- _WRITTEN REQUEST_
Extract every one of the rows below word for word, and leave the pictures out of your answer.

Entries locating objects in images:
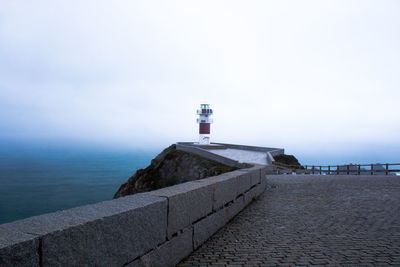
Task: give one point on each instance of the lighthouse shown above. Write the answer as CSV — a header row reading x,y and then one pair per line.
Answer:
x,y
204,122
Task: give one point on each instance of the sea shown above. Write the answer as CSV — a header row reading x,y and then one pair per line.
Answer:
x,y
37,179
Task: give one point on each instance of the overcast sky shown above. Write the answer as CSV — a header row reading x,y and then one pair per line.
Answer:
x,y
304,75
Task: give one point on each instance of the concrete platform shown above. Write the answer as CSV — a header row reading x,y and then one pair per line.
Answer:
x,y
304,220
243,156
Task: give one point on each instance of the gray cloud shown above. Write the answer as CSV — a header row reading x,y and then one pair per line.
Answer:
x,y
284,73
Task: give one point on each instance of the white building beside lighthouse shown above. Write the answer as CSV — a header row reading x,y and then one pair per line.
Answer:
x,y
204,122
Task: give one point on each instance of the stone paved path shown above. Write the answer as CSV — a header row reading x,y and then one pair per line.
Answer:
x,y
312,220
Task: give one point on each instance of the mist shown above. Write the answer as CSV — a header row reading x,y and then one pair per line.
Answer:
x,y
314,77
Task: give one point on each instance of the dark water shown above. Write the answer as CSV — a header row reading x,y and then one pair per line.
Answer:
x,y
38,180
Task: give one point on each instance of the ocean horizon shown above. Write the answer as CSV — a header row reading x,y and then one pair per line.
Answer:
x,y
37,179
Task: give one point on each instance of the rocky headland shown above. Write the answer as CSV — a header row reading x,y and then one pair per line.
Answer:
x,y
171,167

- _RESPONSE TO THE TASK_
Task: give one point on each instance of the lighthouse shown above. Write the answer as CSV — a header row reading x,y and then one pair per line.
Answer:
x,y
204,122
Task: give one point on each instance of the sea shown above. Write the answer as CSV — a header row reading x,y and then one pair per line.
Answer:
x,y
37,179
Task: give one point on each instance of the overcast sky shown above. Write the answer as CSV — a header row reading x,y and then one pair per line.
Answer:
x,y
304,75
Task: give one point on each instance of the concrete platform shown above. Write the answer as CSV — a header row reading x,y and then one pair per line.
Answer:
x,y
304,220
243,156
Task: give one point on each instance of the gray cloud shown above. Write the answer as CSV — a header row reading x,y and then one pair per line.
Answer:
x,y
284,73
Task: give one point on each instance of the white building beside lighthouse shown above. Write the answer as CSV — a header row reading x,y and then one pair per line.
Answer:
x,y
204,122
Task: give one point on each instance of the stone paved path shown above. Write the answer as CSV — a header row reading x,y and then one pair per line.
Answer:
x,y
312,220
Task: give one point on each instance of the mist shown above. Write the answer as CSV — a header row reading x,y and then one pair per line.
Answer:
x,y
314,77
Task: give one point on each instance of the dark water shown above. Write the answer as CSV — a header row reading x,y and then one pair per line.
Answer:
x,y
38,180
Task: give one point on each instance of the ocean horizon shown above. Write the answer as CSV — a header row reading x,y and then one pair per line.
Answer:
x,y
37,179
Task: give one point on each instance of the rocky headland shown above. Write the answer as CSV — a header row reading x,y and then one pair per line.
Answer:
x,y
171,167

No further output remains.